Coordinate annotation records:
########
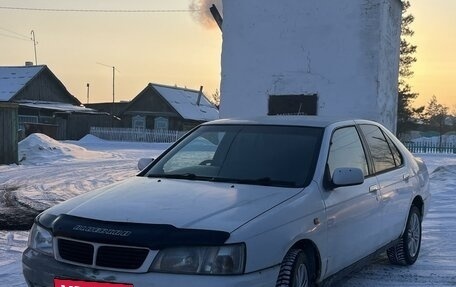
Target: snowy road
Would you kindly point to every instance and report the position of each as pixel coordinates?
(42, 183)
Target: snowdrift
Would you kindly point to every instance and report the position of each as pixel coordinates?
(38, 149)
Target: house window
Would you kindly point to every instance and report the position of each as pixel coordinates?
(293, 104)
(138, 122)
(161, 123)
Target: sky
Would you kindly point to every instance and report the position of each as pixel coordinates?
(176, 48)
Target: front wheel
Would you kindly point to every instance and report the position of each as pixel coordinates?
(407, 250)
(297, 270)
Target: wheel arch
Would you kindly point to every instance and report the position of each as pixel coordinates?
(419, 203)
(309, 246)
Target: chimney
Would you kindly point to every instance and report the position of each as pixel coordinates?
(217, 17)
(199, 96)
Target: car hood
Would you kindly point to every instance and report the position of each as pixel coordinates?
(181, 203)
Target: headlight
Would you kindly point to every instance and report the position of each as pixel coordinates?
(41, 240)
(220, 260)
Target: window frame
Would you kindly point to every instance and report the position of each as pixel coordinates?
(370, 170)
(389, 141)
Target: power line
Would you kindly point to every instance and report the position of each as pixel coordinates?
(99, 10)
(14, 37)
(15, 33)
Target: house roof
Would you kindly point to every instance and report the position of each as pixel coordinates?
(184, 101)
(59, 107)
(13, 79)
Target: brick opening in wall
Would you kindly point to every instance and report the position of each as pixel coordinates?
(293, 104)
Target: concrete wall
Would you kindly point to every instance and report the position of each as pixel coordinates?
(345, 51)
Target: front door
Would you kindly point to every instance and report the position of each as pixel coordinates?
(353, 215)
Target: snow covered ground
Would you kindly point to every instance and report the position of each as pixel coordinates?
(54, 171)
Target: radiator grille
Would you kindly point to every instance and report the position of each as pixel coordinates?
(101, 255)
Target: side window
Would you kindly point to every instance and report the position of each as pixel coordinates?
(380, 149)
(397, 155)
(346, 150)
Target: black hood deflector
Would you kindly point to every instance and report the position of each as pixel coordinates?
(153, 236)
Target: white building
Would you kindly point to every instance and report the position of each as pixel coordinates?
(325, 57)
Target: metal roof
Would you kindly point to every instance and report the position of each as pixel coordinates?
(13, 79)
(184, 101)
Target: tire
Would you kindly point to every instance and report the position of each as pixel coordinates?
(407, 250)
(297, 270)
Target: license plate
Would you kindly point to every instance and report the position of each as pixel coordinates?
(81, 283)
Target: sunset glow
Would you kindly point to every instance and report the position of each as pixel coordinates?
(176, 48)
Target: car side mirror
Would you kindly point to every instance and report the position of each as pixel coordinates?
(144, 162)
(347, 176)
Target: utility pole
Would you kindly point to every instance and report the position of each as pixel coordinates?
(113, 90)
(88, 89)
(34, 45)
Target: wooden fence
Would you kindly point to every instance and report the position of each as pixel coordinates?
(8, 133)
(136, 135)
(449, 148)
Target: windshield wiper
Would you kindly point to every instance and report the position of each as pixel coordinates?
(190, 176)
(267, 181)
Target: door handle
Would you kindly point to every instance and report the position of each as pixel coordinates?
(374, 188)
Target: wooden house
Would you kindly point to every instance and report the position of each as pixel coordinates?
(161, 107)
(45, 105)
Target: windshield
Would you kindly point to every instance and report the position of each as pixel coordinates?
(250, 154)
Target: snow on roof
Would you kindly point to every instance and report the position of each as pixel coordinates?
(13, 79)
(64, 107)
(184, 102)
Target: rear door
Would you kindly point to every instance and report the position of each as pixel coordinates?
(393, 178)
(353, 212)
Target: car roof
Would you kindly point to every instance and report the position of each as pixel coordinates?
(311, 121)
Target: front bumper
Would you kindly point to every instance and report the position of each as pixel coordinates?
(40, 270)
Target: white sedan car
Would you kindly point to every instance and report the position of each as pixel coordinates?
(272, 201)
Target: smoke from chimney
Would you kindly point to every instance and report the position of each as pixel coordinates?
(204, 16)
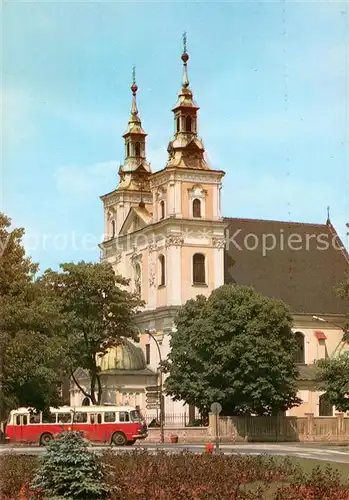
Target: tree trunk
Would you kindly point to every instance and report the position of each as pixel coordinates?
(100, 390)
(93, 376)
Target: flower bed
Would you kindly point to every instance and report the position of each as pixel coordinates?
(138, 475)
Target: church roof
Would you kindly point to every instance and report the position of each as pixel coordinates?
(125, 357)
(298, 263)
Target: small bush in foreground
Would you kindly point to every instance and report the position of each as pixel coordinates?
(69, 470)
(16, 472)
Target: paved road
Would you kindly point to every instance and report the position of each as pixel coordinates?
(317, 453)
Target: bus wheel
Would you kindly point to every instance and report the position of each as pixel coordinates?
(45, 438)
(119, 439)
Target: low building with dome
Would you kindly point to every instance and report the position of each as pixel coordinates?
(124, 375)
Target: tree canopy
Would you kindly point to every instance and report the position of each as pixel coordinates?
(98, 314)
(30, 357)
(237, 348)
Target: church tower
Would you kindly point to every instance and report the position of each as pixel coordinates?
(132, 191)
(186, 211)
(168, 237)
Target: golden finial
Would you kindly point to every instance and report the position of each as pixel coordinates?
(134, 89)
(185, 58)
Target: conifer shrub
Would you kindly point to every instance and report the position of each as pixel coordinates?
(70, 471)
(16, 473)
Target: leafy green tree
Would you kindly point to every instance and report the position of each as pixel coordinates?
(69, 471)
(237, 348)
(99, 314)
(333, 375)
(30, 359)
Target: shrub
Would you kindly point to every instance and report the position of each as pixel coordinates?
(16, 473)
(69, 471)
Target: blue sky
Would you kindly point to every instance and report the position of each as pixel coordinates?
(271, 80)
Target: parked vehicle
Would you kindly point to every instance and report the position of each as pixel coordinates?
(120, 425)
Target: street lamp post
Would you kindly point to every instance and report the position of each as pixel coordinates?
(162, 437)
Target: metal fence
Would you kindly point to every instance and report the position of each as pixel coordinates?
(173, 420)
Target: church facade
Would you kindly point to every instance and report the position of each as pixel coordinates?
(165, 231)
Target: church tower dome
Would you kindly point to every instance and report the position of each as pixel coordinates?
(186, 150)
(135, 171)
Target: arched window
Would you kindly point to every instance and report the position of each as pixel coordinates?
(300, 353)
(325, 407)
(162, 209)
(196, 208)
(113, 230)
(188, 124)
(138, 279)
(199, 274)
(162, 270)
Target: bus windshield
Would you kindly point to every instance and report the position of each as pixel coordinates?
(135, 416)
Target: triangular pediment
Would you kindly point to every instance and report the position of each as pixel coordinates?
(137, 218)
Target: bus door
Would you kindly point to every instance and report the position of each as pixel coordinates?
(21, 422)
(96, 432)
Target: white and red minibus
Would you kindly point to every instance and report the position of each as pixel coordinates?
(120, 425)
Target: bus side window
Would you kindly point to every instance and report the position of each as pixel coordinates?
(80, 418)
(49, 418)
(124, 416)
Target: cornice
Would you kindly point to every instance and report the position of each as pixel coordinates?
(186, 175)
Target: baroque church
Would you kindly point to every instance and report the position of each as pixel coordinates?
(164, 231)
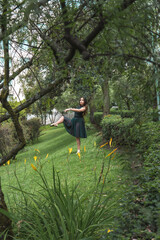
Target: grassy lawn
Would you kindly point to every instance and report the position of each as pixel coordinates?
(52, 149)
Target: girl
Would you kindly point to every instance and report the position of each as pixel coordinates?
(76, 125)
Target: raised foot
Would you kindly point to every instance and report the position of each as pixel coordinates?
(54, 125)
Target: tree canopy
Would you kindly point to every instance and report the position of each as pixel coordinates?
(55, 35)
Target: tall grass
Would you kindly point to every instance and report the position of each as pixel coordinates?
(61, 213)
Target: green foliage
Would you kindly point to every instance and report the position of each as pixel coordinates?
(98, 117)
(118, 128)
(58, 212)
(32, 129)
(123, 113)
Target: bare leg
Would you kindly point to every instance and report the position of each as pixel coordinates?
(58, 122)
(78, 144)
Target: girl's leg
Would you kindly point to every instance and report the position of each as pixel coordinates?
(58, 122)
(78, 144)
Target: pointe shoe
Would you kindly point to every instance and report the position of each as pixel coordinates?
(54, 125)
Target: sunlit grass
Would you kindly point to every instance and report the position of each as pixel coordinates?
(58, 148)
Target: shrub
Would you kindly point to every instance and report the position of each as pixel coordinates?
(7, 138)
(98, 118)
(123, 113)
(117, 128)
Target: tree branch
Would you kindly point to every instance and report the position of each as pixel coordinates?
(25, 19)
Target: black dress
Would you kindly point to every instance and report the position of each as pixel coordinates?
(76, 125)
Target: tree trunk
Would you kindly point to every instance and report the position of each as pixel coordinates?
(106, 98)
(92, 109)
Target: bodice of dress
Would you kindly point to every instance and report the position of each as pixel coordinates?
(78, 114)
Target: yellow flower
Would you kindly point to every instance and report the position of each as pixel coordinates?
(37, 150)
(8, 162)
(110, 142)
(69, 150)
(34, 168)
(103, 145)
(111, 152)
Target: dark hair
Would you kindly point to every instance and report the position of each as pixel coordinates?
(85, 104)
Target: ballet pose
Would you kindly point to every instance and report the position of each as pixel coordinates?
(76, 125)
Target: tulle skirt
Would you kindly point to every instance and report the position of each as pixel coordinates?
(75, 127)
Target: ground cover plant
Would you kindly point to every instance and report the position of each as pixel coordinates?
(56, 147)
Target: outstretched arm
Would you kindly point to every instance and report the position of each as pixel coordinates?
(75, 109)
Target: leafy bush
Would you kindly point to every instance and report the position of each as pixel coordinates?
(118, 128)
(123, 113)
(98, 117)
(7, 138)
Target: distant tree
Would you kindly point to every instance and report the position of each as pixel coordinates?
(60, 32)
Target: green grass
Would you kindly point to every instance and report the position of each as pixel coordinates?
(51, 149)
(55, 142)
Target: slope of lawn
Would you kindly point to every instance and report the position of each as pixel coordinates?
(50, 150)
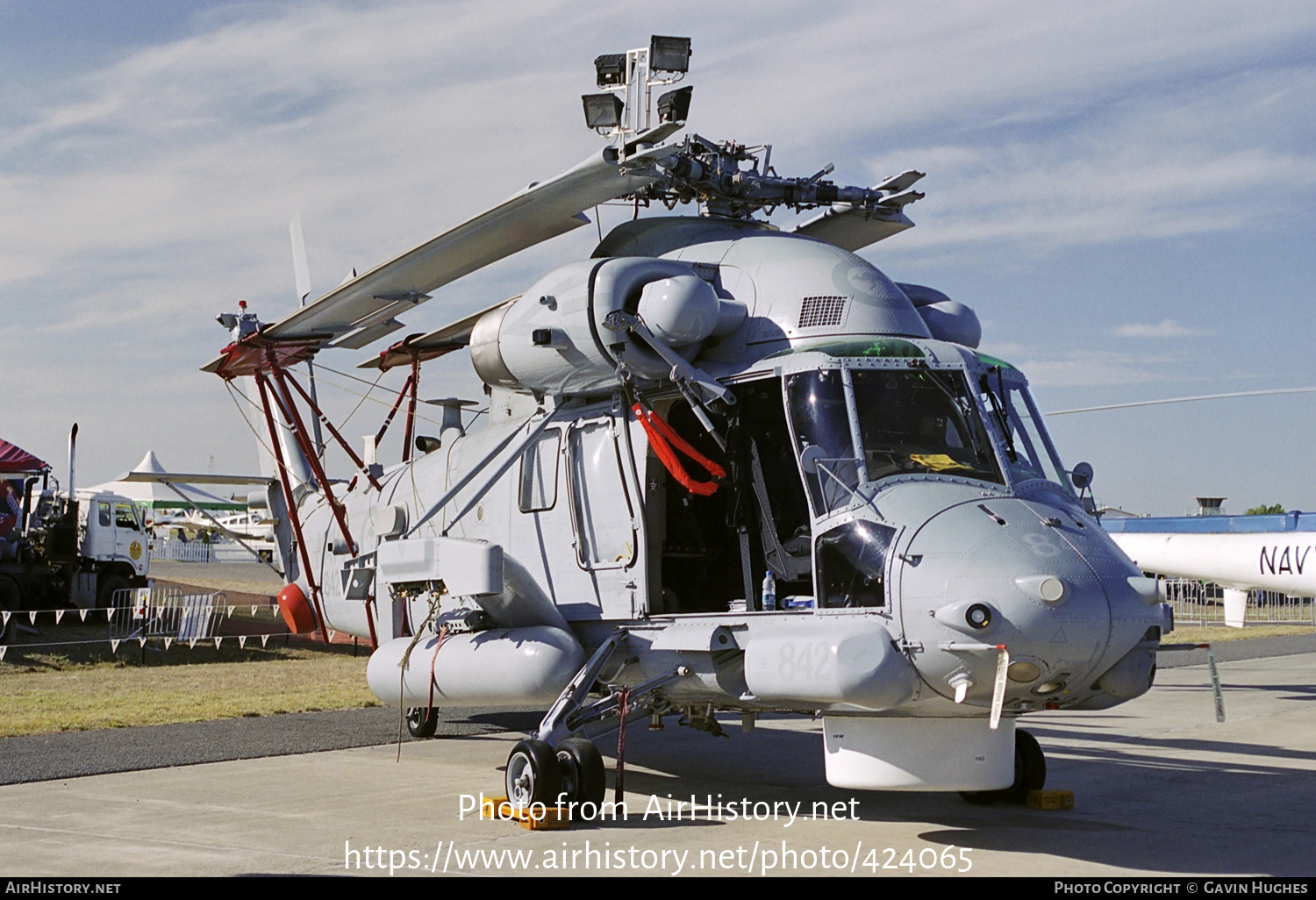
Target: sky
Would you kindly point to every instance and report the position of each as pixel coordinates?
(1124, 191)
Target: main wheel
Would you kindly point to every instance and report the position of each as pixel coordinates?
(583, 778)
(1029, 775)
(421, 721)
(107, 589)
(532, 774)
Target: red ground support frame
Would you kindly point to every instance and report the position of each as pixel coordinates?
(268, 362)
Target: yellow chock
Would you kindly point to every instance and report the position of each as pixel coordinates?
(555, 818)
(1050, 799)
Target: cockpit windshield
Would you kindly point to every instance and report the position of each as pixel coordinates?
(920, 421)
(905, 420)
(1028, 453)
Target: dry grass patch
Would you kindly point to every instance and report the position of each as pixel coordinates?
(116, 695)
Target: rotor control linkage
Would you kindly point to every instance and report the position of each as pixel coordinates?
(695, 384)
(711, 173)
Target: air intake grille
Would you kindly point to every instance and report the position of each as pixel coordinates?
(819, 312)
########
> BRIEF
Please give everything from the record that begins "Target: red ground support frame" down to the end of the records, inclusive, as a two-column CSV with the columns "prompt" and "response". Use one row per record, each field in quotes with its line breaks turned into spaces.

> TASK SOLUTION
prompt,response
"Target: red ground support frame Would you kindly point to every instance and report the position of each as pixel coordinates?","(268, 362)"
"Target: yellow chock Would you kindly point to every instance and report the position of each as pixel coordinates?","(555, 818) (1050, 799)"
"Target: cockpit windshield Would you kindly point to every instance and report the position of each as pixel coordinates?","(920, 421) (905, 420) (1028, 453)"
"Target: dry grass patch Would you kindly point to every instance and report the position of each as pixel coordinates?","(116, 695)"
"Target: rotor control linkage Would you kindly point to every instance and report the position of each as pixel coordinates?","(695, 384) (711, 173)"
"Target: air intake grille Would you kindly point to every instance and report the position of each as pixel coordinates?","(819, 312)"